======== Raw data ========

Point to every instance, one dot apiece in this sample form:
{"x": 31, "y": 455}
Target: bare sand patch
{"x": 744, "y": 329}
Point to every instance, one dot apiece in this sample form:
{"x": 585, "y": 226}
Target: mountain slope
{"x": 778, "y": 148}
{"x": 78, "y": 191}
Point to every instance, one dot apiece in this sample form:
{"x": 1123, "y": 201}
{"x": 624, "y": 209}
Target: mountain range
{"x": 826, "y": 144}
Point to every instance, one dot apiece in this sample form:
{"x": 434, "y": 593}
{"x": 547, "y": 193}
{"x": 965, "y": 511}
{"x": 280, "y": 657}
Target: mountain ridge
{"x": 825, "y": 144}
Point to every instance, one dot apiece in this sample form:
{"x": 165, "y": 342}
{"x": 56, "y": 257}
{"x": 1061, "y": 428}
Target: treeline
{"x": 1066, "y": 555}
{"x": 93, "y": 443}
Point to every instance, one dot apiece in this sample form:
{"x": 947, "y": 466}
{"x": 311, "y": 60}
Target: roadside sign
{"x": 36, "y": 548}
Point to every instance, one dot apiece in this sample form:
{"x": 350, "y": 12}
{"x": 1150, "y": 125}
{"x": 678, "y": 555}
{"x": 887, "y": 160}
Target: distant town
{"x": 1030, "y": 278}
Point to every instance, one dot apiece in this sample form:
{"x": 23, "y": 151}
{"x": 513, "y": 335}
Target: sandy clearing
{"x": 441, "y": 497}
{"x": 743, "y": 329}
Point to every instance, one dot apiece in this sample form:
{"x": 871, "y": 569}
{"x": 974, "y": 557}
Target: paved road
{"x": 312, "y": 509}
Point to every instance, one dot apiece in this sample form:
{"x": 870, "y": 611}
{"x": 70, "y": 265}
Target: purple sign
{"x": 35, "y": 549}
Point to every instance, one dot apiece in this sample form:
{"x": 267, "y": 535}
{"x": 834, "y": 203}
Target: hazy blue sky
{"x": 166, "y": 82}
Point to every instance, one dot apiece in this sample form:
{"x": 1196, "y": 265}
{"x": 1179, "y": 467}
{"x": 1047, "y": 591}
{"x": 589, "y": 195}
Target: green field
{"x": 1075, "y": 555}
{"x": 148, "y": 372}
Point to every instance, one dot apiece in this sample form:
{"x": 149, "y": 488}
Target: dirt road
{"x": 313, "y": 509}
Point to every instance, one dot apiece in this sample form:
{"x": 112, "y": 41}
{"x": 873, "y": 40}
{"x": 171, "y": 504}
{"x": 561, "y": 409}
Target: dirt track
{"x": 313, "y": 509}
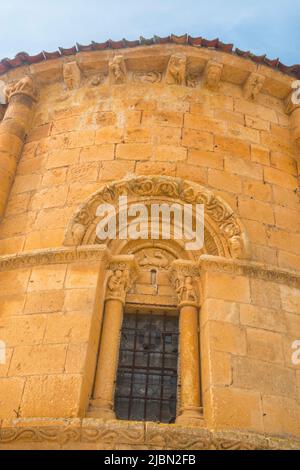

========

▶ [What the exercise asks]
Because only the text is wanted, copy each record above precisely and omit its pictures.

▶ [Result for this exercise]
Point to every instance, one dot apiece in this sample form:
{"x": 31, "y": 455}
Target: bare sand patch
{"x": 744, "y": 329}
Point to every instance, one dot apiece in this sample form:
{"x": 585, "y": 226}
Target: mountain slope
{"x": 778, "y": 148}
{"x": 78, "y": 191}
Point to every instance, one dot apiece in this sample form:
{"x": 1123, "y": 201}
{"x": 624, "y": 209}
Target: mountain range
{"x": 826, "y": 144}
Point to every instance, one dot apiece in this sample form:
{"x": 434, "y": 593}
{"x": 547, "y": 193}
{"x": 965, "y": 511}
{"x": 280, "y": 657}
Target: mountain ridge
{"x": 825, "y": 144}
Point to every instance, one dot apiece in this sample form:
{"x": 165, "y": 342}
{"x": 56, "y": 257}
{"x": 1061, "y": 428}
Target: treeline
{"x": 1066, "y": 555}
{"x": 93, "y": 443}
Point to every instance, one dot apiece in this sample form:
{"x": 947, "y": 466}
{"x": 311, "y": 60}
Target: roadside sign
{"x": 36, "y": 548}
Point to every instance, one dot apiece in this sample form:
{"x": 350, "y": 12}
{"x": 1150, "y": 125}
{"x": 678, "y": 555}
{"x": 887, "y": 160}
Target: distant town
{"x": 1030, "y": 278}
Point to every instance, one dot apiece in this sample form:
{"x": 23, "y": 151}
{"x": 513, "y": 335}
Target: sandy clearing
{"x": 441, "y": 497}
{"x": 743, "y": 329}
Point to every instance, one dot apiece in this sample form:
{"x": 871, "y": 569}
{"x": 974, "y": 557}
Target: paved road
{"x": 312, "y": 509}
Point to every instance, one dot apiece in this sample form:
{"x": 870, "y": 611}
{"x": 70, "y": 265}
Target: purple sign
{"x": 35, "y": 549}
Point to every instance, one dot apiece in this sample form:
{"x": 267, "y": 535}
{"x": 834, "y": 203}
Target: hazy blue sky
{"x": 166, "y": 82}
Point to every instance, one dot apiece in this sample form:
{"x": 1196, "y": 265}
{"x": 1179, "y": 467}
{"x": 1047, "y": 591}
{"x": 589, "y": 195}
Target: green field
{"x": 1075, "y": 555}
{"x": 148, "y": 372}
Point to every instance, one dot apiece in this sample form:
{"x": 149, "y": 488}
Target: dirt road
{"x": 313, "y": 509}
Point to every instance, one dot apiece in this sample form:
{"x": 112, "y": 41}
{"x": 873, "y": 40}
{"x": 171, "y": 504}
{"x": 561, "y": 409}
Target: dirt track
{"x": 313, "y": 509}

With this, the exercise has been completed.